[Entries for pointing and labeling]
====

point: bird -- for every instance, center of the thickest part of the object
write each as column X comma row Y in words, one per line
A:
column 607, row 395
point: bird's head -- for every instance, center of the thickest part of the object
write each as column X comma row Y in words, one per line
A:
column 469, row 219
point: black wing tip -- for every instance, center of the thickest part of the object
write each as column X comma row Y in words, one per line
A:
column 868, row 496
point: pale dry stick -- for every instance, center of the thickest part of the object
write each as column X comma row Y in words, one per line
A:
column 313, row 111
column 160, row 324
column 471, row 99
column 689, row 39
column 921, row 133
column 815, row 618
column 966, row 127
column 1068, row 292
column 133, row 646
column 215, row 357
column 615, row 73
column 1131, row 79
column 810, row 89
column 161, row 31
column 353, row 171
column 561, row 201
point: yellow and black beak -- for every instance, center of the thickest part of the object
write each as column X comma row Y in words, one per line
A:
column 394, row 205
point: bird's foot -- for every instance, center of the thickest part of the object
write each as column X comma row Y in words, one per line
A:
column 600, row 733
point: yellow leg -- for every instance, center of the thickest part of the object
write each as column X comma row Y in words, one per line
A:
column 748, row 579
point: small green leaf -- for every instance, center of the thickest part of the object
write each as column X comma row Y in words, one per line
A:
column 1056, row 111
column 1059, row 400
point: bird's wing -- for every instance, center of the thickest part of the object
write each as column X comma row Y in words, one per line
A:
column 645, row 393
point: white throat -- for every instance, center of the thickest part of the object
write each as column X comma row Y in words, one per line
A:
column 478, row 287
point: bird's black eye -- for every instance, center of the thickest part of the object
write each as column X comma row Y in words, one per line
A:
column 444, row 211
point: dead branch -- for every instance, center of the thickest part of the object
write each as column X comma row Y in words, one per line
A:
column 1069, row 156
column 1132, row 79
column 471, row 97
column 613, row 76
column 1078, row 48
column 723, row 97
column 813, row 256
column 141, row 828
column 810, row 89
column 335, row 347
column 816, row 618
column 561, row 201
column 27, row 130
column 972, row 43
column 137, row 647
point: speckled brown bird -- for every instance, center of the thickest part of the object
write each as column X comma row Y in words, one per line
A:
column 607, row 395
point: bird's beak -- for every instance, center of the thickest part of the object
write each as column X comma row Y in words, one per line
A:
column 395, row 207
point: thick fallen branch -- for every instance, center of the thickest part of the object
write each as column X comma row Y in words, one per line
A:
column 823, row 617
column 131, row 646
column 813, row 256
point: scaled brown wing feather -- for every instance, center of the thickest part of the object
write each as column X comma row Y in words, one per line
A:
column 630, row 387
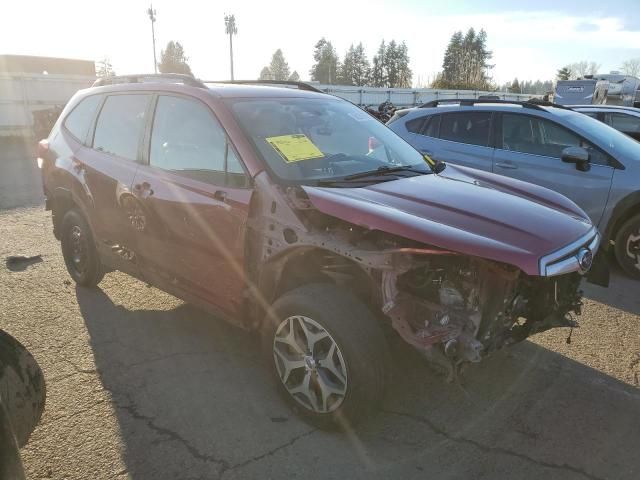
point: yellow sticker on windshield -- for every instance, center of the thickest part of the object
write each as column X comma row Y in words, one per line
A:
column 294, row 148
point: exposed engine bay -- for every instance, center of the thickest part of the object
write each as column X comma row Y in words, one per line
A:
column 453, row 308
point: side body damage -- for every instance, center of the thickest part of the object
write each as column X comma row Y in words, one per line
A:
column 452, row 307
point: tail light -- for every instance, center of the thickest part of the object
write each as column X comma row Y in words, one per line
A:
column 42, row 151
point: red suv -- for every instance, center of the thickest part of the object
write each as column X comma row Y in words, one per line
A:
column 298, row 216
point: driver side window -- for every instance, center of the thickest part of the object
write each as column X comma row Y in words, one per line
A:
column 188, row 141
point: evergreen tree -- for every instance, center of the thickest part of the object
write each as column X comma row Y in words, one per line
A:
column 173, row 59
column 294, row 77
column 465, row 64
column 265, row 74
column 326, row 66
column 279, row 67
column 564, row 73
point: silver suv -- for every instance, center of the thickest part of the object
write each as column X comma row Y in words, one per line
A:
column 593, row 164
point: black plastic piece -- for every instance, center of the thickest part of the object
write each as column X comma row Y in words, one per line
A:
column 146, row 77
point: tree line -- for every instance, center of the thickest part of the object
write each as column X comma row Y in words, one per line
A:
column 390, row 66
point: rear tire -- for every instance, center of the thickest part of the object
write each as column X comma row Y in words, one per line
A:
column 328, row 355
column 79, row 250
column 627, row 248
column 22, row 387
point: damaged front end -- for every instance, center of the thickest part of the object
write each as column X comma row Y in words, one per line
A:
column 457, row 309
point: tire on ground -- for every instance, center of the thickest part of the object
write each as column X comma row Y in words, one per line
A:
column 358, row 337
column 625, row 233
column 93, row 272
column 22, row 387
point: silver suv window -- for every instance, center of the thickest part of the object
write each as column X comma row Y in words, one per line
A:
column 537, row 136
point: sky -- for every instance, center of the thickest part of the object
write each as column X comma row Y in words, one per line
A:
column 529, row 39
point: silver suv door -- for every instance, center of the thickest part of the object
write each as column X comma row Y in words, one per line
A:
column 529, row 148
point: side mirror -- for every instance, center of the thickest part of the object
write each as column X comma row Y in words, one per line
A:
column 577, row 155
column 439, row 167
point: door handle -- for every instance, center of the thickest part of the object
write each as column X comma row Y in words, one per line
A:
column 507, row 165
column 220, row 195
column 77, row 166
column 143, row 189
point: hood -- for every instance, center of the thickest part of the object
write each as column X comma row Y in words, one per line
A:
column 465, row 210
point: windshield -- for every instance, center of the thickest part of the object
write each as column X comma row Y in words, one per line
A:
column 613, row 141
column 309, row 139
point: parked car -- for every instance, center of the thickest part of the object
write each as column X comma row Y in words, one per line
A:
column 594, row 165
column 625, row 119
column 268, row 207
column 581, row 91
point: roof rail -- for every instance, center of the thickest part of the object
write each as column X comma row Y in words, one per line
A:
column 469, row 102
column 275, row 83
column 150, row 77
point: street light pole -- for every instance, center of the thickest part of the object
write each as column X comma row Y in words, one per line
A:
column 152, row 16
column 231, row 29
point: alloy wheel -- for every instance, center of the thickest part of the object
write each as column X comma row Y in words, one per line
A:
column 310, row 364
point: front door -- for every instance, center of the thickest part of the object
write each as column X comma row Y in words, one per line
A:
column 530, row 149
column 624, row 122
column 461, row 138
column 109, row 165
column 194, row 200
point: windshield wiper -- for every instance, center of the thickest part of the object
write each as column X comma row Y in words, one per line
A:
column 385, row 170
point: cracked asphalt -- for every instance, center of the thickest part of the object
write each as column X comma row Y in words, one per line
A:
column 143, row 386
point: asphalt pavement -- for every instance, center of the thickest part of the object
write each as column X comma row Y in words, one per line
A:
column 143, row 386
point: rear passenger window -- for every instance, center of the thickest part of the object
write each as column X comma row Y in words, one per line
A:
column 120, row 125
column 466, row 127
column 432, row 129
column 188, row 141
column 415, row 125
column 78, row 121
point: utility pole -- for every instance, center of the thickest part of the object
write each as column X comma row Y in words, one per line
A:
column 231, row 29
column 152, row 16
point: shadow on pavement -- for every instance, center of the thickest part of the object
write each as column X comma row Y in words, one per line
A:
column 193, row 401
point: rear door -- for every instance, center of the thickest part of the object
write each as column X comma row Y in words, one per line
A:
column 529, row 148
column 108, row 166
column 461, row 138
column 624, row 122
column 194, row 197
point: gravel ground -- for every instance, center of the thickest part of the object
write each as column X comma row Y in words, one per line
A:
column 142, row 386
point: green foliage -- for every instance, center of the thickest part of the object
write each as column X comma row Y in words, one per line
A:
column 326, row 66
column 355, row 68
column 465, row 64
column 391, row 66
column 173, row 59
column 564, row 73
column 279, row 67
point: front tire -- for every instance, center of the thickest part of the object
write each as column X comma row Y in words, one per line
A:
column 79, row 250
column 627, row 248
column 328, row 355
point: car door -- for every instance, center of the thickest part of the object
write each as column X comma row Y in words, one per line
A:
column 194, row 197
column 624, row 122
column 109, row 164
column 529, row 148
column 461, row 138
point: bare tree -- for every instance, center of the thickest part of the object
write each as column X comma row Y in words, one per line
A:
column 631, row 67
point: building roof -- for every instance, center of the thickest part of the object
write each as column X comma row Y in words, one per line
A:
column 14, row 64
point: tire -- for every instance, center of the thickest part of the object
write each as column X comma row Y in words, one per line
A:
column 349, row 357
column 79, row 250
column 628, row 246
column 22, row 387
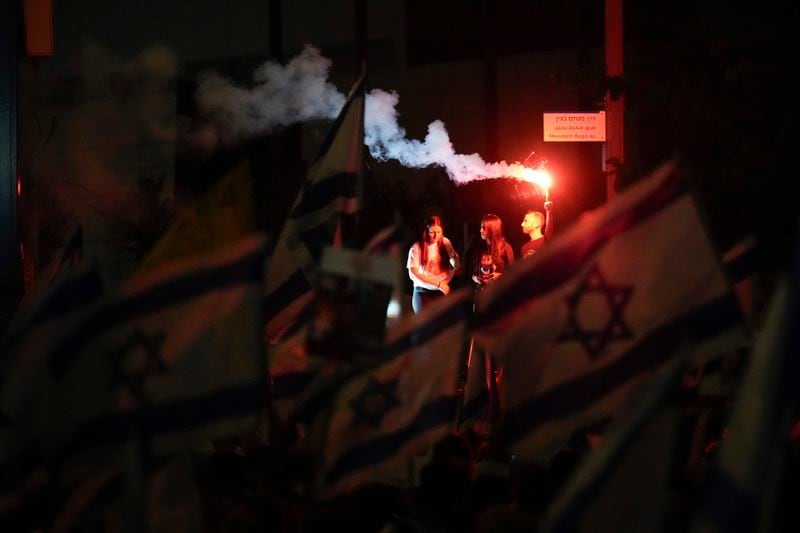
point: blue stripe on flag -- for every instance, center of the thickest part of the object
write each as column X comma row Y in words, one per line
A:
column 323, row 192
column 560, row 267
column 181, row 415
column 449, row 317
column 316, row 239
column 66, row 297
column 573, row 396
column 226, row 403
column 435, row 413
column 174, row 291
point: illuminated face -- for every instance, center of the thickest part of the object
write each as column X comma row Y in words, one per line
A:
column 434, row 234
column 530, row 223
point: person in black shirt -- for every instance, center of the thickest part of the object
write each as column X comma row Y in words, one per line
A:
column 532, row 225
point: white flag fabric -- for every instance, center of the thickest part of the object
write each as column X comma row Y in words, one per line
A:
column 173, row 359
column 330, row 190
column 405, row 402
column 583, row 323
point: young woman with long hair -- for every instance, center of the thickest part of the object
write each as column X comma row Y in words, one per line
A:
column 495, row 247
column 432, row 263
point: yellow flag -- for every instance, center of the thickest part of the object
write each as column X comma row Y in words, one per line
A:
column 222, row 215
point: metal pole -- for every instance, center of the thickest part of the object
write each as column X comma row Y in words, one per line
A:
column 10, row 271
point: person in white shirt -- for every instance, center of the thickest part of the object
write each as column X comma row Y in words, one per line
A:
column 432, row 263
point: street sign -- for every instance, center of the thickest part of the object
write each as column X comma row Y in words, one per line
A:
column 574, row 127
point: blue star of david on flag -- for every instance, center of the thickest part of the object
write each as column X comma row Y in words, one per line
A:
column 595, row 340
column 152, row 364
column 373, row 403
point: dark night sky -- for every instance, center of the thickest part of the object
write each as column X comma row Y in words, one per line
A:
column 706, row 81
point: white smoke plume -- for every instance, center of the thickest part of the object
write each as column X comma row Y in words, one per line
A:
column 283, row 95
column 300, row 91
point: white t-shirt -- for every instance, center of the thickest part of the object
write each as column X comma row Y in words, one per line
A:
column 433, row 267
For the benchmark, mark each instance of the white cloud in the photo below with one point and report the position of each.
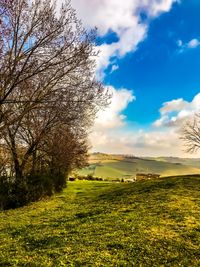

====

* Problem to solve
Reproduce the lines that begin at the one containing "point: car door" and stop after the one containing "column 631, row 67". Swap "thickest" for "widest" and keep everything else the same.

* Result below
point: car door -- for every instance, center of the widest part of the object
write each as column X comma row Y in words, one per line
A:
column 194, row 197
column 624, row 122
column 109, row 164
column 529, row 148
column 461, row 138
point: bare tree -- for every instance, center of the widest part of the object
write each as column X comma row Y in words, one per line
A:
column 631, row 67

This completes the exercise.